[EXTRACT PROVIDED]:
|---|

6. Super Smash Bros. Ultimate (Switch)
Ultimate is the most I've played a Smash Bros. game since the Gamecube iteration, due to both the smart decision to bring back every playable character the series has ever seen along with a fun collection of newcomers, and the entertaining (and quite long) story mode. It involves hundreds of little battles against characters from all across Nintendo's history, with each one having its rules tweaked to invoke what those characters are known for. Winning a battle unlocks a "spirit" of that character, which you can equip to boost your stats or give you an extra ability or item in the next battle. The multiplayer also has a lot of fun options to keep it fresh, and the core fighting gameplay is rock solid. This really is the ultimate Smash game, at least until the next one.
5. Hitman 2 (Multi)
Hitman 2 keeps what worked about 2016's series refresh and expands on it. It wasn't episodic, but they kept the same structure, with each map being playable in any order and accessible for multiple different missions. You can even play the last game's levels if you have them as long as you are on the same platform. The main draws of course are the five new maps (really six, but the first is an underdeveloped tutorial), which are as huge, complex, and multi-faceted as anything they've ever done before. Each one is a small sandbox packed with entertaining, challenging, and occasionally surprising stealth gameplay. I hope the intended additional maps are just as good.
4. Into the Breach (Multi)
Into the Breach is a unique strategy game, one where you can't save and reload to test ideas, one where you can't lean on building up your units so they can always survive a dangerous situation. You control three mechs which are trying to protect buildings from gigantic invading insects. If buildings are damaged, the power grid weakens, and if it goes down you fail. Your mechs can't take a lot of punishment either, and if all three are destroyed, you fail. Failure means sending a single pilot (if one is alive) back in time to start the fight again from the beginning (though the missions and maps change each time). Your one advantage is that you know each enemy's move before they make it, giving you a chance to figure out the best way to counter it. Sometimes that means pushing an enemy so its attack does nothing instead of trying to kill it, or intentionally taking a hit on a mech to protect a more sensitive target. The better you play, the more you are rewarded, but starting over all the time means your best tools are your own knowledge of how the game works and how to respond to a given situation. I've only played enough to see the ending once, but I hope to play more and see more of what it has to offer.

|---|

[CHALLENGE A]:
Gather every line from the entries below that contains the word "boat", and copy each one.

(Location labeling entries)
|---|

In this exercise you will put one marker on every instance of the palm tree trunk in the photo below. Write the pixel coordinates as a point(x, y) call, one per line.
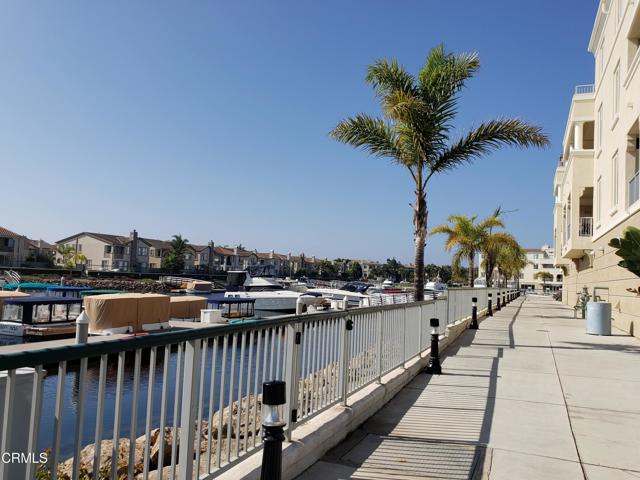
point(420, 233)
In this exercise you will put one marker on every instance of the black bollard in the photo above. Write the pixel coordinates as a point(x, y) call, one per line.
point(434, 357)
point(273, 401)
point(474, 314)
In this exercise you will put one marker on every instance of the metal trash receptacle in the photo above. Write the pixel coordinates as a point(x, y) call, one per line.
point(598, 318)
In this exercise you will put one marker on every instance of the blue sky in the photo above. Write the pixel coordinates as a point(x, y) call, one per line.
point(211, 118)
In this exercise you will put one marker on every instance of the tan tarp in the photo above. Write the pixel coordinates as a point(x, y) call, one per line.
point(114, 310)
point(153, 308)
point(126, 310)
point(188, 306)
point(8, 295)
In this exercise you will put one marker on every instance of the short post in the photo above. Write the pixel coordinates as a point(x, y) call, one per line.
point(273, 401)
point(474, 314)
point(489, 309)
point(345, 360)
point(434, 367)
point(82, 327)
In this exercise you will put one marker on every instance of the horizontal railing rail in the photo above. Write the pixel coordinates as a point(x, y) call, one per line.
point(201, 388)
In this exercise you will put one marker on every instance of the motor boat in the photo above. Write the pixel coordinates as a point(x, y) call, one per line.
point(261, 285)
point(435, 288)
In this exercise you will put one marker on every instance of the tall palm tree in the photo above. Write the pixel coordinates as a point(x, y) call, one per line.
point(417, 129)
point(510, 261)
point(468, 237)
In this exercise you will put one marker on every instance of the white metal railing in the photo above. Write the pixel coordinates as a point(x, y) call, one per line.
point(584, 89)
point(585, 228)
point(159, 390)
point(634, 189)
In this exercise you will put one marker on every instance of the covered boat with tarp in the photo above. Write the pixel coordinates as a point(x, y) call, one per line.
point(187, 306)
point(127, 313)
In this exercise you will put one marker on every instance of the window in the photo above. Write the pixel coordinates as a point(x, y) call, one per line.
point(614, 181)
point(616, 91)
point(599, 126)
point(600, 59)
point(598, 200)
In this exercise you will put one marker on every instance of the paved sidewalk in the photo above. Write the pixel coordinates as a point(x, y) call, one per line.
point(527, 396)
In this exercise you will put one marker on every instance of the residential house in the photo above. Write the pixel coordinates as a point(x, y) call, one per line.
point(597, 184)
point(13, 248)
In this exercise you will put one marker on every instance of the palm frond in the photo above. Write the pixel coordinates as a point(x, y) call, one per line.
point(374, 135)
point(387, 76)
point(487, 137)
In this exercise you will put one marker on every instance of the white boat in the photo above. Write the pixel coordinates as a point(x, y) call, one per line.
point(435, 288)
point(265, 290)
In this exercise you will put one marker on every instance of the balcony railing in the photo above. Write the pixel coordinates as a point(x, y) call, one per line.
point(634, 189)
point(584, 89)
point(586, 227)
point(205, 384)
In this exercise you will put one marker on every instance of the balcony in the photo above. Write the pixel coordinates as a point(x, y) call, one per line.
point(585, 227)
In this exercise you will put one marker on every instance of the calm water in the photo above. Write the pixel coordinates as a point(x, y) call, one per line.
point(70, 392)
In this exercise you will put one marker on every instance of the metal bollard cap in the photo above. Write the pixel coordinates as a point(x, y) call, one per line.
point(274, 393)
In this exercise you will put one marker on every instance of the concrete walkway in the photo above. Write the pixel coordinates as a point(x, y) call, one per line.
point(527, 396)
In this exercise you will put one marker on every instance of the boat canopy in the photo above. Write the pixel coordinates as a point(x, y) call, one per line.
point(86, 293)
point(67, 288)
point(187, 306)
point(26, 286)
point(41, 309)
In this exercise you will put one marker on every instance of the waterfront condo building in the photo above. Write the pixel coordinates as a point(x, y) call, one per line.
point(596, 181)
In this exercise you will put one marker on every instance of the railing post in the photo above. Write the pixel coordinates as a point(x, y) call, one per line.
point(347, 325)
point(434, 367)
point(474, 314)
point(379, 348)
point(489, 309)
point(292, 374)
point(404, 336)
point(420, 328)
point(188, 415)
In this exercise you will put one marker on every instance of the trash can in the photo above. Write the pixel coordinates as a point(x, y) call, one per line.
point(598, 318)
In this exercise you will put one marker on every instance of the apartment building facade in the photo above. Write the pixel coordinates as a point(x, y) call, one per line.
point(13, 248)
point(596, 183)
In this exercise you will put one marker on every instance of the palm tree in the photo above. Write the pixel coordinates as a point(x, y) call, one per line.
point(174, 259)
point(510, 260)
point(417, 129)
point(545, 277)
point(468, 237)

|---|

[CHALLENGE B]:
Go on with the ranked video game reviews above, picking up after their last sentence.

[EXERCISE ANSWER A]:
In this exercise you will put one marker on every instance of the motor boat in the photo above. Write the pixel coordinates as a point(x, y) call, one per line.
In this exercise you will put one marker on every instance of the covered boat with tarp in the photo above. Write the pixel coordinates as a point(x, y) call, one per line.
In this exercise you will put one marker on every instance of the white boat in the photo above. Write the pixel coordinates as a point(x, y) call, one per line.
In this exercise you will put one marker on every instance of the boat canopy in the photo above. Write the pixel coordinates as a point(x, y) call, one per line.

[EXERCISE ANSWER B]:
3. Celeste (Multi)
Celeste is a very hard platformer about a young woman trying to climb a mountain that is both imposing in size and littered with interesting features, from an abandoned city to mysterious caves. Each level increases the challenge as it introduces its own unique features. You have to jump, dash, climb walls, avoid pits, spikes, and other hazards, and stretch your ability to juggle multiple concepts at once. The game is very fair with saving your progress, but demands high skill to finish. If you find it easy, there are unlockable levels that are even more challenging, and if you find it too hard, there are options to make it more manageable. It has slick pixel graphics, a great synth-heavy soundtrack, and a story that uses supernatural elements to explore depression, anxiety, and mental health in general. Opinions vary on how effective that part is, but I thought it mostly worked. Celeste can be tough, but getting to the end of a challenge is always satisfying.
2. Spider-Man (PS4)
Almost any superhero who's known for patrolling a neighborhood would work as a video game that copies the Batman: Arkham series' general structure, but Spider-Man is a particularly good fit, and also my favorite superhero, so it's not a surprise that I really liked this. Like the Arkham games, it depicts a Spider-Man several years into his career, who has already established his place in the city's culture, and has several friends willing to help him as well as several adversaries locked up in prison. I really liked the story, which does a good job of developing familiar characters in new but believable ways and balances multiple subplots and villainous encounters in the way a good long term arc in a comic book would. Swinging around Manhattan never gets old, and the combat is mostly exciting though a bit cluttered at times. The DLC chapters weren't great, but I'm looking forward to a full sequel as much as any game that's likely to come out in the future.
1. God of War (PS4)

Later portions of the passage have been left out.